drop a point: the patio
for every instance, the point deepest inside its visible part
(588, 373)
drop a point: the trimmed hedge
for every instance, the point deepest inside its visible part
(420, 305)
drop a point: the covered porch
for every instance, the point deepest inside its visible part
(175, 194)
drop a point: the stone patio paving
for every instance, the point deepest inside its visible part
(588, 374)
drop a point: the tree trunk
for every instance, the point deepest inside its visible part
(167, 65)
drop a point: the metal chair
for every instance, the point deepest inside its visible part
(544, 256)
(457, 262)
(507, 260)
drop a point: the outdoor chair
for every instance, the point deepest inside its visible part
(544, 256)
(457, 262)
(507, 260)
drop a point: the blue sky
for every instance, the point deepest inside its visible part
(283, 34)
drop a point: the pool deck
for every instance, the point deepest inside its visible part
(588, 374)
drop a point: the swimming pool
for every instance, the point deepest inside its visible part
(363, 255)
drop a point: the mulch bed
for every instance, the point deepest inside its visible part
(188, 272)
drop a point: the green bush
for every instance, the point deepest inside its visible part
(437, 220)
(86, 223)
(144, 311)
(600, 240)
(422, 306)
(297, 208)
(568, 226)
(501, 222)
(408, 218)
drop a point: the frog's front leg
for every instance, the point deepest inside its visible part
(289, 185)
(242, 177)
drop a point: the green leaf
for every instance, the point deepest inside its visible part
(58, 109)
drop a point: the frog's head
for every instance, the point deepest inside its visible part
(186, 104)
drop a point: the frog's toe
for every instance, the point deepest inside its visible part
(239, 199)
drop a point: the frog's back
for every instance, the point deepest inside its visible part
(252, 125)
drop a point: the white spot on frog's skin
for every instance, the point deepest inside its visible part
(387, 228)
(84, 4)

Problem to solve :: In this exercise, repeat all entries exactly.

Exercise solution ::
drop a point: the patio
for every instance, the point deepest inside its visible part
(588, 373)
drop a point: the trimmed hedge
for every instance, the point deepest inside its visible part
(420, 305)
drop a point: the covered porch
for every instance, the point deepest inside its visible part
(175, 194)
drop a point: the stone patio paving
for every instance, the point deepest inside its visible part
(588, 374)
drop a point: the tree trunk
for every instance, the point deepest inside its visible part
(167, 65)
drop a point: the metal chair
for every instance, the point deepest inside its visible part
(544, 256)
(457, 262)
(507, 260)
drop a point: the outdoor chair
for every instance, the point deepest inside its visible part
(544, 256)
(457, 262)
(507, 260)
drop a point: the blue sky
for every instance, the point deepest inside its visible part
(283, 34)
drop a point: the pool deck
for every instance, the point deepest inside its visible part
(588, 374)
drop a point: the swimming pool
for every instance, the point deepest inside its visible part
(363, 255)
drop a point: the mulch bed
for every instance, the point deepest inside its visible part
(188, 272)
drop a point: the green bush
for every instance, the point deepest inside its visible part
(437, 220)
(86, 223)
(144, 311)
(600, 240)
(422, 306)
(297, 208)
(568, 226)
(501, 222)
(408, 218)
drop a point: the frog's front leg
for every instance, the point deepest inside its visible part
(289, 185)
(242, 177)
drop a point: the green leaf
for every instance, the point deepest inside its visible part
(58, 109)
drop a point: the frog's head
for every instance, the point deepest inside its visible part
(186, 104)
drop a point: the frog's toe
for every instance, the point deepest inside its visible part
(239, 199)
drop a point: the frog's back
for every instance, the point deepest inside its visible part
(252, 125)
drop a point: the white spot on frog's skin
for every instance, the point deepest inside its visible part
(387, 228)
(84, 4)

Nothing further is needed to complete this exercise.